> [Text]:
Making Sense of the Transfiguration

Matthew 17:1-3 Six days later Jesus took with Him Peter and James and John his brother, and led them up on a high mountain by themselves. And He was transfigured before them… And behold, Moses and Elijah appeared to them, talking with Him.

Some read this passage and assume that Moses and Elijah, who both died hundreds of years before Jesus was born, are nevertheless alive now since they seemingly just appeared before Jesus bodily. How might we understand what this passage is trying to convey to its readers? Here are a few thoughts:

  1. This passage is generally taken out of its proper context. First of all, one must remember that this event comes a few days after Jesus stated that “there are some of those who are standing here who will not taste death until they see the Son of Man coming in his kingdom” (Matt. 16:28). The very next verse (17:1) states that it was only six days later that Jesus took some of those who heard those very words, namely Peter, James, and John. Therefore, in some sense, the reader should expect what follows to be an expression of the coming of the Son of Man in his kingdom.
  2. Jesus, after coming down from the mountain, commands the three disciples that they are to not tell of this ‘vision’ to anyone until the Son of Man has risen from the dead. Clearly here, Jesus calls the event which they just witnessed a vision. Readers of the Bible should be familiar with visions, such as the ones that Isaiah, Jeremiah, and Ezekiel had and recorded. These visions were pictures of what the future would look like, and very often depicted what the kingdom of God would look like and entail. Unfortunately, the NIV obscures the Greek here in Matt. 17:9 and removes the notion of a vision in favor of something the three simply “saw”. The act of seeing something, unspecified, is not the same as seeing a ‘vision’ of the future. The NIV therefore obscures what the passage is attempting to convey.

> [Data section]:
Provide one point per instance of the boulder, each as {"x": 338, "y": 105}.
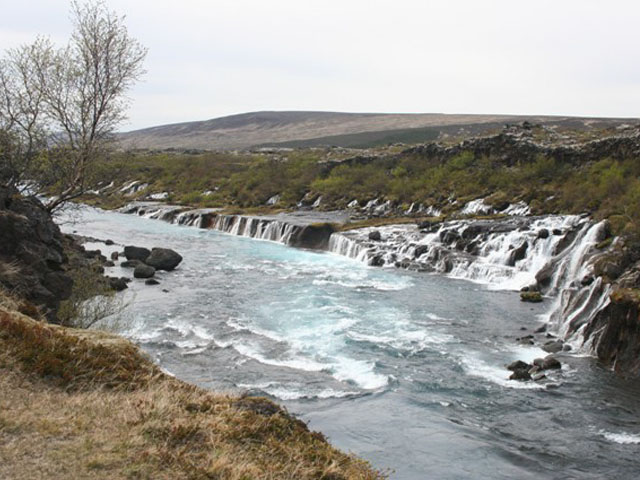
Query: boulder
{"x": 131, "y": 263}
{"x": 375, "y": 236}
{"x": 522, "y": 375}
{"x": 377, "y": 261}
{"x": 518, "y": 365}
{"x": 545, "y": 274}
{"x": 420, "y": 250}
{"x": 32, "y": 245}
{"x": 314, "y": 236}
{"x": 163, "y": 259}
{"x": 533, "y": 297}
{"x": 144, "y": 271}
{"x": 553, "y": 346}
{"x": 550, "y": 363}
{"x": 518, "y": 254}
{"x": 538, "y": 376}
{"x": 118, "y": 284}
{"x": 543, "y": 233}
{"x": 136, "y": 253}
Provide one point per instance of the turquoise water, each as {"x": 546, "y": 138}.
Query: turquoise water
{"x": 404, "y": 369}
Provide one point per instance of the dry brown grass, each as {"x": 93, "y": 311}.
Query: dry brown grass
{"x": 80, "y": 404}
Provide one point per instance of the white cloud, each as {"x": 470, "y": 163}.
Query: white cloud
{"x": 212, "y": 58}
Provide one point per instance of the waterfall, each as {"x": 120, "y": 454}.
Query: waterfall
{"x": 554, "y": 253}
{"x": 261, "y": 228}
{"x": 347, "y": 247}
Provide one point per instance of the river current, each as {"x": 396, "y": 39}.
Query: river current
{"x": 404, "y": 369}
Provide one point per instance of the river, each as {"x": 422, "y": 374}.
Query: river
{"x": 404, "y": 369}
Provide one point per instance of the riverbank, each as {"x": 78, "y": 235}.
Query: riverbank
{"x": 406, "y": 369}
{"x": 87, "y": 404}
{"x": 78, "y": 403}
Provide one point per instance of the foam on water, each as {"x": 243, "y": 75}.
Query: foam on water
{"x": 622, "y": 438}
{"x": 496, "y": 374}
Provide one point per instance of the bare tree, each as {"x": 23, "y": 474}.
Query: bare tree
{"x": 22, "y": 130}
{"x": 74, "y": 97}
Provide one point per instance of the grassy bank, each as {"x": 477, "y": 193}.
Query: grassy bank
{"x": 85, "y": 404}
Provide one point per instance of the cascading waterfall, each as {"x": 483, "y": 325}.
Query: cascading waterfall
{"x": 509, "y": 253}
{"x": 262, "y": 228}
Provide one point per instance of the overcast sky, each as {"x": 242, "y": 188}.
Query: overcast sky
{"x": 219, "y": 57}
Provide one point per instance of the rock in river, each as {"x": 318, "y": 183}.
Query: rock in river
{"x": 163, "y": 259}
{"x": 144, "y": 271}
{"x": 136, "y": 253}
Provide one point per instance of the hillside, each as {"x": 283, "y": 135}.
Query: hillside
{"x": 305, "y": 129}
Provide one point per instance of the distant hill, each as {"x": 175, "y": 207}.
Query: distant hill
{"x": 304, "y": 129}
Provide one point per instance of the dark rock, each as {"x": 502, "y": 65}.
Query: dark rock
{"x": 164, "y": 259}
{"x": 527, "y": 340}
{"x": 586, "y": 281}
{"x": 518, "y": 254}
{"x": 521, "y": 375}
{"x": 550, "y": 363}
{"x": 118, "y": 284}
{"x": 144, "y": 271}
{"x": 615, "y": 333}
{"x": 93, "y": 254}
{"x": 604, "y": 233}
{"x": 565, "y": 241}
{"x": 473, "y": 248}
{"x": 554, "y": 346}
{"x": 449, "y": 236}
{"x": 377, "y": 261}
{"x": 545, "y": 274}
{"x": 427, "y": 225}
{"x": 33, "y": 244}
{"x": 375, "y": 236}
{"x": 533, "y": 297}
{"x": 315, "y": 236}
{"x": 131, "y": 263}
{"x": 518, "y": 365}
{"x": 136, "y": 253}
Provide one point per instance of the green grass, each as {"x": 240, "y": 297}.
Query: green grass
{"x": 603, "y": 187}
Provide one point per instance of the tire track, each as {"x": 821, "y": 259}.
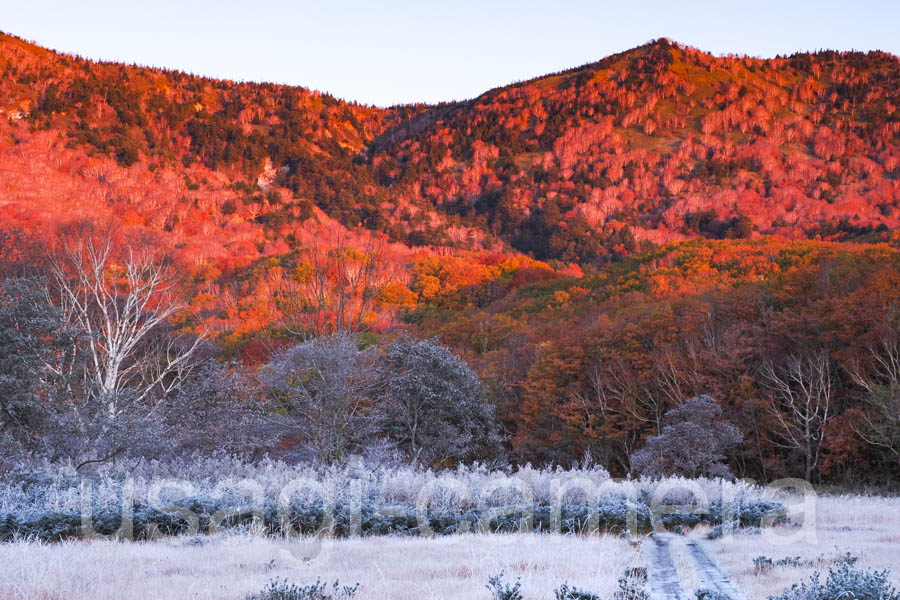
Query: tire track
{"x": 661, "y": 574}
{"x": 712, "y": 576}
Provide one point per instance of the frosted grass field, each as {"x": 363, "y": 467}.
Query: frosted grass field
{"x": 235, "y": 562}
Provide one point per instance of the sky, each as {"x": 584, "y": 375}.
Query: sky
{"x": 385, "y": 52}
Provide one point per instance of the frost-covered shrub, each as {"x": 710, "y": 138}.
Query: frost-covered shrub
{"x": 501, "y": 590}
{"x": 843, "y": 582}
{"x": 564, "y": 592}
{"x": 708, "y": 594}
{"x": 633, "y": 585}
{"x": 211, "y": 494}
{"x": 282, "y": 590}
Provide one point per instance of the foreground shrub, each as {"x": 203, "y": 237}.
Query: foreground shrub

--

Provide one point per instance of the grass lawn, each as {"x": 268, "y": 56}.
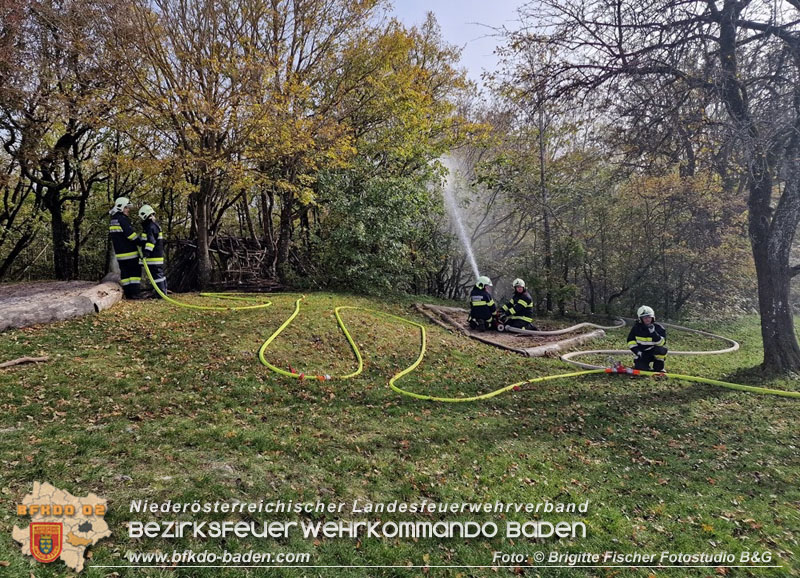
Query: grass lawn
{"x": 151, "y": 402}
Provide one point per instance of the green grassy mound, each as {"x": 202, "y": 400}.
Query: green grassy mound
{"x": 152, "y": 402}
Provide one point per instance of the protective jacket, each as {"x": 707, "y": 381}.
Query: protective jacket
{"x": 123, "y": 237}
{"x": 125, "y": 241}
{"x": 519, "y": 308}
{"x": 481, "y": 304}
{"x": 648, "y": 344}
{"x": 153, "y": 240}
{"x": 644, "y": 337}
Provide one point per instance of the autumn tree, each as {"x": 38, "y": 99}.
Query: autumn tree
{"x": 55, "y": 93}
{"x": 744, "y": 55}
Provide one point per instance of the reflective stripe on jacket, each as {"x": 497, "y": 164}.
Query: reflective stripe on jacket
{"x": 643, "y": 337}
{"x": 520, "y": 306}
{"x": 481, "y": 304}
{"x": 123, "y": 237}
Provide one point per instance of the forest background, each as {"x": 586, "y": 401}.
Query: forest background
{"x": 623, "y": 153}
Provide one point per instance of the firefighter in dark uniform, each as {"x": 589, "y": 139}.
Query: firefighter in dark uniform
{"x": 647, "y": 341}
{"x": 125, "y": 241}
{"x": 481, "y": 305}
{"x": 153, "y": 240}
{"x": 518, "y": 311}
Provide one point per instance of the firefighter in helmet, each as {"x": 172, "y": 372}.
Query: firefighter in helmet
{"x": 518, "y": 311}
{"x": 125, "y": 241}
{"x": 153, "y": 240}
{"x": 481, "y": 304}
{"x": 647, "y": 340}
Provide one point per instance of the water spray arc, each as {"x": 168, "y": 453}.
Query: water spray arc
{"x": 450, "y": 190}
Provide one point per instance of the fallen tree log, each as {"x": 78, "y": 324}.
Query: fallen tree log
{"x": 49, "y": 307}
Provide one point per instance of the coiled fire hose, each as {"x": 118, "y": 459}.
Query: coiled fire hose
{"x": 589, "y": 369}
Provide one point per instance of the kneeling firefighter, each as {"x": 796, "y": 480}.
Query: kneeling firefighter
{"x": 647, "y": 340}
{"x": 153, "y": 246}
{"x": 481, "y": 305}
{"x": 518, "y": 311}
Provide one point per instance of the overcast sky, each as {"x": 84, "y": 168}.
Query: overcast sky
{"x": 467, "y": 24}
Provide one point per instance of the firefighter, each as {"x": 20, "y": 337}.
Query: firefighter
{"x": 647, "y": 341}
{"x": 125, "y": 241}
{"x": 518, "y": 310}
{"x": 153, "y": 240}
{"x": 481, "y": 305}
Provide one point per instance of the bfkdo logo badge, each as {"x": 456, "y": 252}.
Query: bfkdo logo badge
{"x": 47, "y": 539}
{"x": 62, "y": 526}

--

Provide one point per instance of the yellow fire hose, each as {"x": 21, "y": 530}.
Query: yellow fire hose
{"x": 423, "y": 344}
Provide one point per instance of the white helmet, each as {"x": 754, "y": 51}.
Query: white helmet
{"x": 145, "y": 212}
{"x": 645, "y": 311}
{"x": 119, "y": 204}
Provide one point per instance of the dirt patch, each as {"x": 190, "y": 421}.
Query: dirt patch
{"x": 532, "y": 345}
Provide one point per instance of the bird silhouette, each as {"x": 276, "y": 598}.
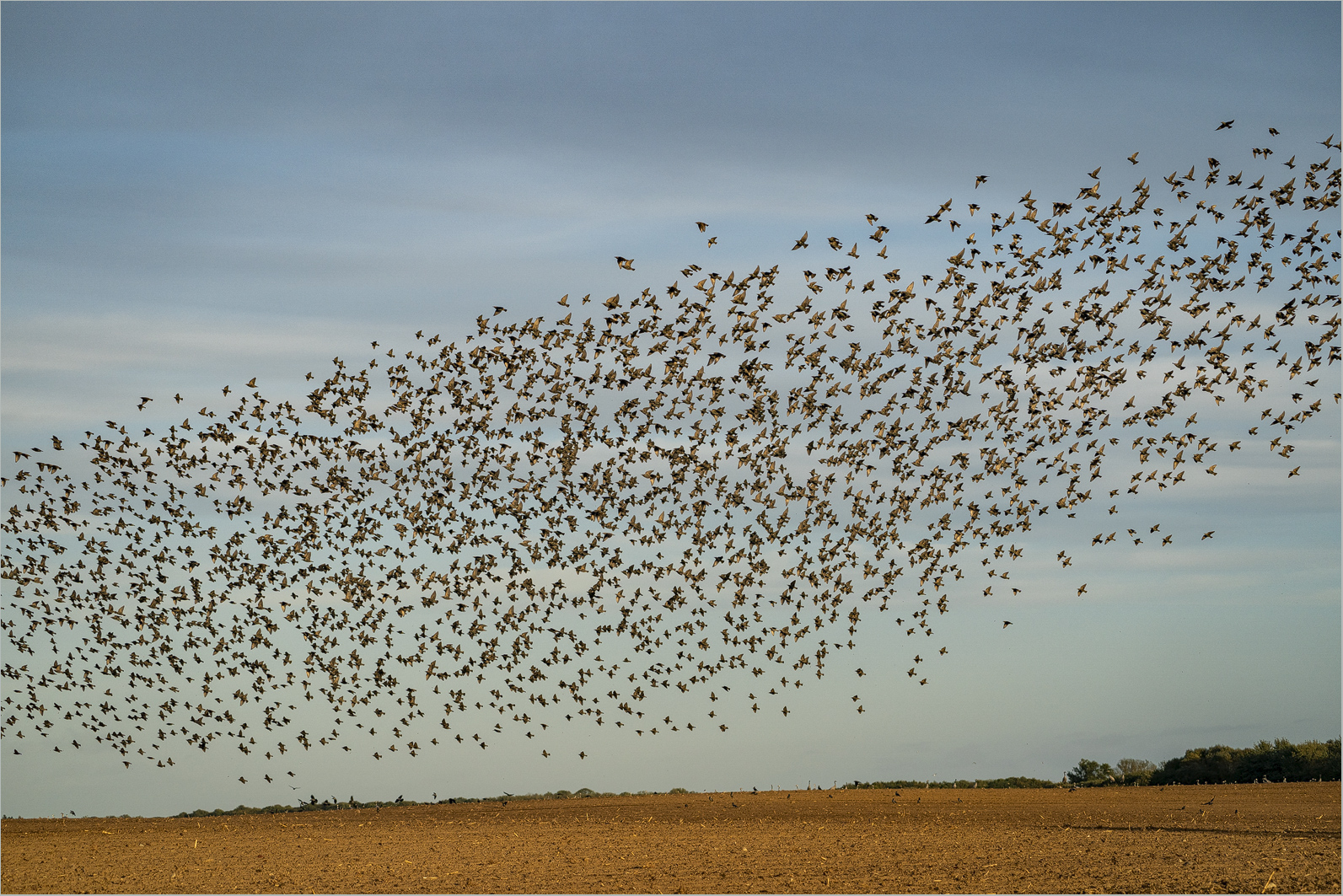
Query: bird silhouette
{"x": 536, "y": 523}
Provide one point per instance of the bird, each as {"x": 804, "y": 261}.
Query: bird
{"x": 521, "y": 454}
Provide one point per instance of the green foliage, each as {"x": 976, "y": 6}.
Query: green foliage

> [What is being asked]: Go on with the passage on the Transfiguration, starting after its last sentence. The records were taken from a separate source.

> [Reply]:
  3. If we are correct in discerning that this is a vision of the coming kingdom, then other elements of the story start to make sense. First of all. Jesus is depicted in the Transfiguration as one whose face shone like the sun. This metaphor is also spoken about in Dan. 12:3, the verse immediately following the famous resurrection passage (12:2). This is the resurrection of the dead which occurs when the Son of Man returns with his kingdom, this fits rather well. Matthew has already spoken of this metaphor in 13:43 when he writes that “then the righteous will shine forth like the sun in the kingdom of their Father.” Again, the act of shining is one connected with the kingdom time period, something clearly in the future.
  4. 2 Peter 1:16-18 makes mention of the Transfiguration event by commenting that:

For we did not follow cleverly devised tales when we made known to you the power and coming of our Lord Jesus Christ, but we were eyewitnesses of His majesty. For when He received honor and glory from God the Father, such an utterance as this was made to Him by the Majestic Glory, “This is My beloved Son with whom I am well-pleased “– and we ourselves heard this utterance made from heaven when we were with Him on the holy mountain.

Peter here states that this event was in reference to the power and coming of Jesus, where the word for “coming” is parousia, a Greek word used throughout the New Testament to denote the return of Jesus to establish the kingdom upon this earth.

In short, the account of the Transfiguration does not indicate that Moses and Elijah, who died hundred of years before Christ was born, are actually alive (presumably in heaven). Rather, the Transfiguration was a vision of the coming kingdom in its glory, where Jesus shone brightly and communicated with two of the (then) resurrected saints.